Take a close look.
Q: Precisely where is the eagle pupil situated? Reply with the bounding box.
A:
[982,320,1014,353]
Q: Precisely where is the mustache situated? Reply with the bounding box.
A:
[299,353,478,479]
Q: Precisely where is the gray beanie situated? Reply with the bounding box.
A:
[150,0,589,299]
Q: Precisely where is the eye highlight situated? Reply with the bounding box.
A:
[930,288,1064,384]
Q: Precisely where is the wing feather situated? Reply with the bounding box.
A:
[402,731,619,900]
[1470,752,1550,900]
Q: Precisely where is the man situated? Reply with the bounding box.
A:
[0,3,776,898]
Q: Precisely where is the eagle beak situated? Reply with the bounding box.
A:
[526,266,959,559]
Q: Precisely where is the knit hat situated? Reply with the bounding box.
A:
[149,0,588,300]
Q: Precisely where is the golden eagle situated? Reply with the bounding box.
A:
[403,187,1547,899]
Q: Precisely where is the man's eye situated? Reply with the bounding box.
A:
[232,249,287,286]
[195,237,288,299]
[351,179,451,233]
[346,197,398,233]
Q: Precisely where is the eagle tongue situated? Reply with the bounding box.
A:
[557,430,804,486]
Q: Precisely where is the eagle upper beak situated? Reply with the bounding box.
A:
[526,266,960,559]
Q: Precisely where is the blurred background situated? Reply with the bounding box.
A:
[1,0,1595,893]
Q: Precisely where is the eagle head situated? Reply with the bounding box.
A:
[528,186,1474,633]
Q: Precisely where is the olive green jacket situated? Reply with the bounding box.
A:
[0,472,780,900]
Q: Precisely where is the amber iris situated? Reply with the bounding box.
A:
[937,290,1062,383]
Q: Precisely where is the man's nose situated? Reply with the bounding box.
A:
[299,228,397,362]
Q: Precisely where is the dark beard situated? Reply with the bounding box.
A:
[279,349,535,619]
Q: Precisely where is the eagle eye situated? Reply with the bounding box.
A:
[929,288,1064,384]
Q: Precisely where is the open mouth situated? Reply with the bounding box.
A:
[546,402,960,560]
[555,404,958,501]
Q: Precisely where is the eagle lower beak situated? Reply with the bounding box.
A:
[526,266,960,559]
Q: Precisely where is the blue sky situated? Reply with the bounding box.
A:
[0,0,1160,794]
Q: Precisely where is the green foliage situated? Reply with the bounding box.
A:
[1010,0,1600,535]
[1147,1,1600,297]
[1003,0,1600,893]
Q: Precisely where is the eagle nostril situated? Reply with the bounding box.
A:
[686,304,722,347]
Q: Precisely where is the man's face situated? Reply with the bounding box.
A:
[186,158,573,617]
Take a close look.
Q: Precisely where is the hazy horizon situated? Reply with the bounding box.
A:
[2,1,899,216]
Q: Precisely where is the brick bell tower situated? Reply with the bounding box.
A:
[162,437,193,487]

• **Task statement**:
Reproduce the entries exactly, each one as given.

• **Written solution**:
Take a close look.
Q: Precisely where is the eagle pupil situated? Reply with the bounding box.
A:
[982,320,1014,353]
Q: Precisely where is the mustache situated? Reply with the bounding box.
A:
[299,353,478,479]
Q: Precisely where is the gray beanie situated? Reply with the bounding box.
A:
[150,0,589,299]
Q: Precisely where is the eye highlight situated? Reply with the bounding box.
A:
[930,288,1064,384]
Q: Precisely where is the wing feather situated? Reply with the bounding box.
A:
[402,731,619,900]
[1470,752,1550,900]
Q: Precisely where is the man situated? Reply with the bounding box.
A:
[0,3,776,898]
Q: Precisely where is the eagle beak situated? Reply with the bounding box.
A:
[526,266,959,559]
Q: Precisely where is the knit hat situated? Reply with the bounding box.
A:
[149,0,588,300]
Q: Precisely where is the golden eagle situated? Reply with the bounding box.
A:
[403,187,1547,899]
Q: Precisely where is the man's eye situated? Reply with the bounding box.
A:
[232,249,287,286]
[195,237,288,299]
[351,179,451,233]
[346,197,398,233]
Q: Precisely where is the eagle tongue situated? Reply with the bounding box.
A:
[557,430,804,486]
Q: Precisely where is the eagle upper beak situated? Reply with the bounding box.
A:
[526,266,960,559]
Q: Precisely where is the blurred background situated? Reply with the bounding box.
A:
[1,0,1595,893]
Q: Precisely where is the eagle head situated? Reply with the bounding box.
A:
[528,186,1474,633]
Q: Precisely where is the olive green jacket situated? Reply with the bounding box.
A:
[0,472,780,900]
Q: Precisely where is the amber iris situated? Reply with the bounding box.
A:
[937,290,1062,383]
Q: Precisely where is the man's nose situated? Reply with the bounding box.
A:
[299,228,397,362]
Q: Precisely where is the dark beard situated? Reply with the bounding box.
A:
[279,349,535,619]
Q: Precisely where is the eagle eye situated? Reply with the bounding box.
A:
[929,288,1064,384]
Q: Precisely where is the open mouth situated? Reply with the bounding box.
A:
[546,402,960,560]
[555,404,958,501]
Q: Precisely where is the eagle lower beak situated? Reply with the bounding box.
A:
[526,266,960,559]
Q: Precisely where is the blue sky situated? Reply with the bounding box.
A:
[0,0,1160,794]
Q: Precisely where is the green foliage situated? Reply with the bounding box.
A:
[1010,0,1600,535]
[1147,1,1600,297]
[1003,0,1600,893]
Q: Precisely where is the eagle nostril situated? Reply with the bounding box.
A:
[686,304,722,347]
Q: Precisely where is the man's face situated? Reply with the bounding box.
A:
[186,158,573,617]
Take a close look.
Q: Precisely where is the hazy horizon situated? Reply with the bounding box.
A:
[2,1,899,216]
Q: Precisely where is the brick bell tower situated? Reply with the bounding box.
A:
[162,437,193,487]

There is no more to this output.